- Exercise brief
Change "small window" to "narrow window" and write out the lines again, starting with the line that contains "# test: locate the tree" and going on through the end of the records. Keep everything else the same.

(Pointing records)

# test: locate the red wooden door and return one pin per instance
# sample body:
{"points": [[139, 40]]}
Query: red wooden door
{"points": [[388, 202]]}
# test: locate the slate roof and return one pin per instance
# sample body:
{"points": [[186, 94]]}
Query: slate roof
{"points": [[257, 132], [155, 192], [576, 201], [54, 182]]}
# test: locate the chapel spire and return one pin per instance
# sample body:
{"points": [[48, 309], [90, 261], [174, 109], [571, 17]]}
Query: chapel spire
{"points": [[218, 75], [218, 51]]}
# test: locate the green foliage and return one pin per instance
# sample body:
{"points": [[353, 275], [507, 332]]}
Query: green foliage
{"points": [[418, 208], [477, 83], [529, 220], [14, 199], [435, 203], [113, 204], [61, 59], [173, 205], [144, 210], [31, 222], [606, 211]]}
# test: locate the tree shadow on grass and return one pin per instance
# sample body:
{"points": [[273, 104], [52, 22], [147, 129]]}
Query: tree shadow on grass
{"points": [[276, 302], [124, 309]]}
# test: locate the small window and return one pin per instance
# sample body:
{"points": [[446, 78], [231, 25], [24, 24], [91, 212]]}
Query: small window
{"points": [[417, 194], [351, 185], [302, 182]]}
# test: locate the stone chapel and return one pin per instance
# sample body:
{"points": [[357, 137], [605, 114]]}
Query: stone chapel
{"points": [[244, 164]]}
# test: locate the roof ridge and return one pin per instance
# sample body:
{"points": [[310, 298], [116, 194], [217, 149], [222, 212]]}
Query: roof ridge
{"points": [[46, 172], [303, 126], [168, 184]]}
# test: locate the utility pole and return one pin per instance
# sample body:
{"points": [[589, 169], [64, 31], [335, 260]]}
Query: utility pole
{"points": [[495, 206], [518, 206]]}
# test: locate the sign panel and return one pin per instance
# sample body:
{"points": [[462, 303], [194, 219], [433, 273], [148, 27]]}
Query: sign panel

- Answer to this problem
# test: locate the tree shadow on grass and return one pin per instance
# sample body:
{"points": [[273, 104], [52, 22], [147, 129]]}
Query: tree shadow on grass
{"points": [[276, 302], [124, 309]]}
# test: locate the narrow window and return one pin per instance
# sample body:
{"points": [[446, 78], [231, 25], [24, 24], [91, 212]]}
Query: narrow window
{"points": [[417, 194], [351, 185], [302, 182]]}
# test: locate the stone chapel and return one pin per instance
# sample body:
{"points": [[357, 137], [605, 114]]}
Query: stone chapel
{"points": [[244, 164]]}
# test: locate the roof ridge and return one pin per instance
# sample body:
{"points": [[310, 298], [116, 194], [217, 149], [222, 212]]}
Query: roof ridge
{"points": [[46, 172], [303, 126], [168, 184]]}
# test: locate the utility pole and return one pin per instance
# sample body:
{"points": [[589, 169], [64, 31], [335, 260]]}
Query: utility pole
{"points": [[495, 206], [518, 206]]}
# test: locate the sign panel and return one pin per instance
# sample body:
{"points": [[462, 303], [194, 219], [433, 273], [148, 27]]}
Query: sign panel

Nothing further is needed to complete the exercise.